[Exercise task] Repeat the lines below word for word, changing no character.

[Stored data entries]
## begin
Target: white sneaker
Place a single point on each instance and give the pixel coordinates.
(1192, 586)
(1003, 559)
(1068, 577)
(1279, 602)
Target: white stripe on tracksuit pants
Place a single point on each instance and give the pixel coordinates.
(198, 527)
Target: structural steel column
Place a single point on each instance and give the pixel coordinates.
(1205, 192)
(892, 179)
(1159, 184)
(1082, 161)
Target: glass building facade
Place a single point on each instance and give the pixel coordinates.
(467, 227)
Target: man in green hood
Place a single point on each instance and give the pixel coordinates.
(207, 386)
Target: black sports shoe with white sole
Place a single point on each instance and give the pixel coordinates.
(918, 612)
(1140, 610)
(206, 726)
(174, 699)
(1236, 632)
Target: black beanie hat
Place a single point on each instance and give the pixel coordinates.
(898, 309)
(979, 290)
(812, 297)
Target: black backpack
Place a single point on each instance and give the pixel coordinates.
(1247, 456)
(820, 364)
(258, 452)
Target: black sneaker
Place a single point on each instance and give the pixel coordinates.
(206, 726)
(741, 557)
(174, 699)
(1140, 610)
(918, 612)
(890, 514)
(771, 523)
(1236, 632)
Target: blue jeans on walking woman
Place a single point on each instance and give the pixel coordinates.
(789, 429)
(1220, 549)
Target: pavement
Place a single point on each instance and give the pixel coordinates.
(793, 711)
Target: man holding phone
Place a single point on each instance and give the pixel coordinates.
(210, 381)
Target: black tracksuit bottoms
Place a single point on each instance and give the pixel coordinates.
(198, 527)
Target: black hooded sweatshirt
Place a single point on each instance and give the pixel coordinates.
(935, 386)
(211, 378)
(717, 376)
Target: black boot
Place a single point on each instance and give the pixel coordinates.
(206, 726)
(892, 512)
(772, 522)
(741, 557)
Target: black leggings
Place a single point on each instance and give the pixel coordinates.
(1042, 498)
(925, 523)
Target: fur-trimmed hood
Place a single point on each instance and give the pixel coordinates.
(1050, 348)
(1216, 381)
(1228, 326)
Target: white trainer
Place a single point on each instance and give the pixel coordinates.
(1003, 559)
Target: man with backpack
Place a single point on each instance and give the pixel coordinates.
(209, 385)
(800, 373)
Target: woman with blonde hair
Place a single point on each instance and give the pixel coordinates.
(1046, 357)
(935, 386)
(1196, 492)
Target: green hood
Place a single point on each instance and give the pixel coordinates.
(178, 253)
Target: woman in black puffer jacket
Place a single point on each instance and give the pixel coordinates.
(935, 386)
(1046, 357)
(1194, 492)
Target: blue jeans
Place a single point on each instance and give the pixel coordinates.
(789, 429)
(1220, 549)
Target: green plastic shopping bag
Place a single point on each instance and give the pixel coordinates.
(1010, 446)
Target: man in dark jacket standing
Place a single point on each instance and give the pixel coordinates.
## end
[Complete output]
Target: white sneaker
Place a single point on each instance and give the pixel coordinates.
(1192, 586)
(1003, 559)
(1068, 577)
(1279, 602)
Target: white stripe on tracksuit pants
Place a single point on each instance and give the pixel coordinates.
(198, 527)
Target: structural steel column
Place a single point on each instance and give the pixel coordinates.
(1205, 192)
(892, 179)
(1159, 184)
(1082, 161)
Target: glass building facade
Place a single point on each instance and give the pixel coordinates.
(467, 227)
Target: man in green hood
Place a single point on each instance and give the pixel coordinates.
(207, 386)
Target: black sports shoe with white sole
Place a single point on each instance and give the pixel coordinates.
(918, 612)
(1140, 610)
(206, 726)
(174, 699)
(1236, 632)
Target: black beanie hat
Place a single point on each instance and give the pixel coordinates.
(898, 309)
(979, 290)
(812, 297)
Target: black backpack
Place a single point on each instance and give the pixel coordinates.
(1247, 456)
(820, 364)
(258, 452)
Target: black sneaker
Place a single point on each instance and give the pixel coordinates.
(206, 726)
(741, 557)
(174, 699)
(1140, 610)
(918, 612)
(890, 514)
(771, 523)
(1236, 632)
Target: blue jeans on walking woman
Place a single point on each instance and give the pixel coordinates.
(789, 429)
(1220, 549)
Target: pavement
Place a single point on each instance and give the pixel coordinates.
(793, 711)
Target: man holding phone
Place a single point on each instance and give the pixel coordinates.
(210, 381)
Target: black tracksuit bottoms
Place a single point on each instance and give the pixel coordinates.
(198, 527)
Target: black hooded sweatshirt
Place a single point on each instance and give the pixel coordinates.
(935, 386)
(211, 378)
(717, 376)
Target: black boot
Place a single point on each instance and give the pixel coordinates.
(206, 726)
(892, 512)
(772, 522)
(741, 557)
Target: black leggings
Place a single point on each instance and give the pixel coordinates.
(1042, 498)
(925, 523)
Target: fur-trimmed hood
Place a single point on each instance and give the pixel coordinates.
(1050, 348)
(1216, 381)
(1228, 326)
Target: white trainer
Place a single point on each instance and give the pixel coordinates.
(1003, 559)
Target: man with backpack
Place a single point on each instance and give the pixel coordinates.
(209, 385)
(800, 373)
Target: woman with blonde hair
Place a single point on each instance and give the pixel coordinates.
(1046, 357)
(935, 386)
(1196, 492)
Target: green hood
Place a single point on each instance and give the pixel coordinates.
(178, 253)
Target: woman in black puffer jacket
Place a single point on each instance and give the pixel coordinates.
(935, 386)
(1046, 357)
(1194, 492)
Target: blue jeans
Place a single point on each instance and give the pixel coordinates.
(789, 429)
(1220, 549)
Target: green plastic shopping bag
Place a single point on each instance and give the pixel coordinates.
(1010, 446)
Target: man in dark jacket standing
Place a single point on each instance and give the pixel coordinates.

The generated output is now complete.